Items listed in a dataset
===============
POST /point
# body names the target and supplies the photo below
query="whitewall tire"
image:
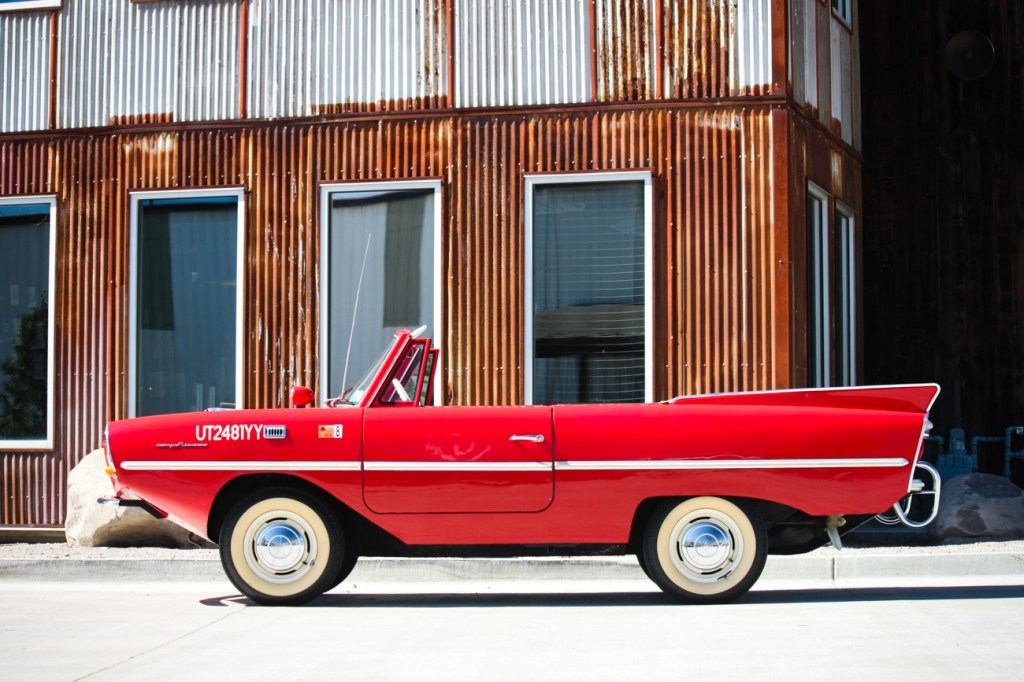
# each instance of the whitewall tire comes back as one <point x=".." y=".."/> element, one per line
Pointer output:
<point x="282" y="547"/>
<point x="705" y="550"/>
===============
Copy the lines above word for word, leaving out the pictures.

POST /point
# body names the target and supplies the photo below
query="whitewall tire"
image:
# each instance of the whitewall tire comes back as one <point x=".." y=".."/> element, one per line
Pointer output:
<point x="282" y="547"/>
<point x="705" y="550"/>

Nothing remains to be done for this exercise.